◆ Exercise description
Reproduce the following lines word for word, keeping every line and its order unchanged.

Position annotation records
*****

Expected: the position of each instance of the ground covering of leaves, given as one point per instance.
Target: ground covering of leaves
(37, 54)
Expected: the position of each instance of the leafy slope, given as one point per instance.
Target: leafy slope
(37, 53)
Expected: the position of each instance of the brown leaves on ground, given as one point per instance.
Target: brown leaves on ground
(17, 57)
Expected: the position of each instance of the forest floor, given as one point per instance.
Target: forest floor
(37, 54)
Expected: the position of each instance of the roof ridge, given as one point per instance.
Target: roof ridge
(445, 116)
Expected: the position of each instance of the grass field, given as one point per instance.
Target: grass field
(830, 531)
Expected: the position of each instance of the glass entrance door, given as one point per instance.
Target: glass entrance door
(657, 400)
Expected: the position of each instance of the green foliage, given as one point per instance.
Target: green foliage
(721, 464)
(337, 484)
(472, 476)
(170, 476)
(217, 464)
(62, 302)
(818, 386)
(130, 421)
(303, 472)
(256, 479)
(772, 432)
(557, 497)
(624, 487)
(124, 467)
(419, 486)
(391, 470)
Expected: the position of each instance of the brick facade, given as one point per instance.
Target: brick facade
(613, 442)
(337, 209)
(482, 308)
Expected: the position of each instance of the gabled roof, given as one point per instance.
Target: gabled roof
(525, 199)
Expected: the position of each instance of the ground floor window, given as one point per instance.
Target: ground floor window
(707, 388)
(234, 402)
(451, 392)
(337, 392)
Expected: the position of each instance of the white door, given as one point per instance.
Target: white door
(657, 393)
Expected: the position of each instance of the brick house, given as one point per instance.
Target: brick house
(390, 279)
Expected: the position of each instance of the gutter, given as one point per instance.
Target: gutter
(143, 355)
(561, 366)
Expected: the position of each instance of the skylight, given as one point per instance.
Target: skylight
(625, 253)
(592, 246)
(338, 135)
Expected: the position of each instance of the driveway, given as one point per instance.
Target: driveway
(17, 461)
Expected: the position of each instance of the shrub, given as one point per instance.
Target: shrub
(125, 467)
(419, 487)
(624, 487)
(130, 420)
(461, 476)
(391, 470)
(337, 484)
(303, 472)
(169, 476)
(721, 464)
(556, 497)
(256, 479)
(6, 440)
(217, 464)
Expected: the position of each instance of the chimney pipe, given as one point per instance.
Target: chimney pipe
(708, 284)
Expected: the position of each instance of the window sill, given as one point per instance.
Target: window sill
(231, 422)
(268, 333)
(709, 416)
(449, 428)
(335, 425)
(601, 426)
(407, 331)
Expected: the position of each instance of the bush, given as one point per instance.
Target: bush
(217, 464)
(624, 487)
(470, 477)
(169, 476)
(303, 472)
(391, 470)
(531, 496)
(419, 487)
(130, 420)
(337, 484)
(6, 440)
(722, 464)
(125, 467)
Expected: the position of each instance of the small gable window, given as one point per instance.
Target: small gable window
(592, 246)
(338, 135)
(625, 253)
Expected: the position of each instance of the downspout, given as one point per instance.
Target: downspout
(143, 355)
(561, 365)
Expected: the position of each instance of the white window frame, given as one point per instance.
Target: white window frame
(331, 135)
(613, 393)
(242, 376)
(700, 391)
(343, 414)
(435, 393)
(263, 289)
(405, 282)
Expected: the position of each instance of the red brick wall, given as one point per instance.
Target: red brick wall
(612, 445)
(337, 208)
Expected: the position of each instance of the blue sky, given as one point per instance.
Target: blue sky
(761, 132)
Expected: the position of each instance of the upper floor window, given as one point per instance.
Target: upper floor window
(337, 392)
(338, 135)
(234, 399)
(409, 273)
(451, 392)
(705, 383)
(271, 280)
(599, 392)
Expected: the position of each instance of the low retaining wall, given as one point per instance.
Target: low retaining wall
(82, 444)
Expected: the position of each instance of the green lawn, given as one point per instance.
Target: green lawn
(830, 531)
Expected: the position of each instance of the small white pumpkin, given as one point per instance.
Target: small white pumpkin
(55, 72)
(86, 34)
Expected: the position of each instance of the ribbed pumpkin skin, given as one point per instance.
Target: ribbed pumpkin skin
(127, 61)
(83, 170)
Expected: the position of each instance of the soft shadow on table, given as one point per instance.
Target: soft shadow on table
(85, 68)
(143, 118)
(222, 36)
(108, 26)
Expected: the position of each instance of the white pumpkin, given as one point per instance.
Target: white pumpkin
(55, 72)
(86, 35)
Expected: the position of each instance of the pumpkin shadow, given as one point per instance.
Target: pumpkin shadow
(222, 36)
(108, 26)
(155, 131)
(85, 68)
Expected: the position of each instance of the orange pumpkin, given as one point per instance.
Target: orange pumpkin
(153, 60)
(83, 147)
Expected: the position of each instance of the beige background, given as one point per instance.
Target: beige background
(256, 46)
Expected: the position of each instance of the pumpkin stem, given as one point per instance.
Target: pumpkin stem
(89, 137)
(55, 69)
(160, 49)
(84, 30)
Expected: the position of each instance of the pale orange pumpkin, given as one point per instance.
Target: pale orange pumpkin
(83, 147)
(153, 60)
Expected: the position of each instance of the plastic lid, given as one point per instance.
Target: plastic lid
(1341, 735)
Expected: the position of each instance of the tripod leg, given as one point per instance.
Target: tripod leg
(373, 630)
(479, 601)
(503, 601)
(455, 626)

*****

◆ Exercise answer
Expected: the position of each instance of the ground covering of leaves, given as one point per instance.
Target: ground covering of leaves
(37, 54)
Expected: the position of each instance of the leafy slope, given as one point per instance.
Target: leafy slope
(37, 53)
Expected: the position of each instance of the brown leaves on ground, given as one point per instance.
Target: brown leaves on ground
(17, 57)
Expected: the position of each instance of the forest floor, given as one point per instance.
Target: forest floor
(37, 54)
Expected: the position of each instance of the roof ridge, given as one point per instance.
Target: roof ridge
(445, 116)
Expected: the position of each instance of the grass field, given as one point per instance.
Target: grass field
(830, 531)
Expected: the position of each instance of the glass entrance door, given as one point per instance.
Target: glass entrance door
(657, 400)
Expected: the position of each instance of the green foliage, given as one point per instance.
Target: green foliage
(721, 464)
(337, 484)
(472, 476)
(170, 476)
(217, 464)
(62, 302)
(818, 386)
(130, 421)
(303, 472)
(256, 479)
(772, 432)
(557, 497)
(624, 487)
(124, 467)
(419, 486)
(391, 470)
Expected: the position of each instance of the brick facade, given as one point per instance.
Target: brick facade
(613, 442)
(337, 209)
(482, 308)
Expected: the position of each instance of the gabled roof, given as one point per instance.
Target: gabled roof
(525, 199)
Expected: the position of each instance of the ground floor window, given as one point per instance.
Target: ground floor window
(707, 388)
(234, 402)
(451, 392)
(337, 392)
Expected: the position of each instance of the white door, given as one point per instance.
Target: white door
(657, 393)
Expected: the position of each instance of the brick house, given as one point per instance.
Target: brick house
(390, 279)
Expected: the position of each instance of the gutter, given as one point per instance.
Target: gutter
(143, 355)
(561, 366)
Expected: the position of each instance of the skylight, given as one point per instance.
Target: skylight
(625, 253)
(592, 246)
(338, 135)
Expected: the position of each instance of the driveway, given as one point per instance.
Target: driveway
(17, 461)
Expected: the position of each instance of the shrub, given as one point per instance.
Target: shrub
(125, 467)
(419, 487)
(624, 487)
(130, 420)
(461, 476)
(391, 470)
(337, 484)
(303, 472)
(169, 476)
(721, 464)
(556, 497)
(256, 479)
(6, 440)
(217, 464)
Expected: the position of each instance of the chimney pipe, given as one point per instance.
Target: chimney pipe
(708, 284)
Expected: the position of each instance of the window sill, given as one point per instance.
Target: window sill
(231, 422)
(268, 333)
(709, 416)
(449, 428)
(335, 425)
(601, 426)
(407, 331)
Expected: the position of each instance of the bush, given as one point per instance.
Target: bush
(217, 464)
(624, 487)
(470, 477)
(169, 476)
(303, 472)
(391, 470)
(531, 496)
(419, 487)
(130, 420)
(337, 484)
(6, 440)
(722, 464)
(125, 467)
Expected: the position of each instance of the small gable window, given as one point per instance.
Target: small gable window
(592, 246)
(338, 135)
(625, 253)
Expected: the position of each instance of the downspout, given as one point per instance.
Target: downspout
(143, 355)
(561, 365)
Expected: the position of each instance of the white window frame, given as one point per instance.
Target: white window frame
(331, 135)
(613, 393)
(242, 376)
(700, 391)
(343, 414)
(435, 393)
(263, 289)
(405, 282)
Expected: the position of each instance of the red brick wall, given as one point per instance.
Target: red brick wall
(612, 445)
(337, 208)
Expected: the position of each instance of the blue sky, given as one point per instance.
Target: blue sky
(761, 132)
Expected: the position of each instance of the upper floor window, given as one point per instance.
Target: upper floor window
(337, 392)
(338, 135)
(234, 399)
(409, 273)
(451, 392)
(705, 383)
(271, 280)
(599, 392)
Expected: the position of each instance of the low retaining wall, given as one point per instance.
Target: low retaining wall
(82, 444)
Expected: the position of each instance of the green lawn, given as one point per instance.
Target: green lawn
(830, 531)
Expected: the position of each instance of the small white pumpkin, given as one point per instance.
Target: small white pumpkin
(55, 72)
(86, 34)
Expected: the position of each instance of the ribbed pumpkin skin, given as one point per instance.
Target: ribbed pumpkin skin
(127, 61)
(83, 170)
Expected: the position of each instance of the soft shadow on table, given as one point per instance.
Target: soft shadow on table
(85, 68)
(143, 118)
(222, 36)
(108, 26)
Expected: the position of each instance of the white pumpkin, given as one point per instance.
Target: white pumpkin
(55, 72)
(86, 35)
Expected: the position of each instance of the pumpkin shadow, given as one point per instance.
Target: pumpkin shadow
(222, 36)
(108, 26)
(155, 131)
(85, 68)
Expected: the position of each instance of the orange pumpkin, given as one point per instance.
Target: orange pumpkin
(153, 60)
(83, 147)
Expected: the position of each instance of the beige background, given as one point per instance.
Target: beige background
(256, 46)
Expected: the position of each instance of the pumpkin stem, given as one point per instance.
Target: pumpkin stem
(89, 137)
(55, 69)
(160, 49)
(84, 30)
Expected: the position of each instance of the pale orange pumpkin, given as one point per instance.
Target: pale orange pumpkin
(83, 147)
(153, 60)
Expected: the position of each instance of the plastic lid, given as one point per instance.
Target: plastic lid
(1341, 735)
Expected: the position of each instance of the tripod leg, given as one point per instance.
Target: tripod leg
(373, 630)
(479, 601)
(503, 601)
(455, 626)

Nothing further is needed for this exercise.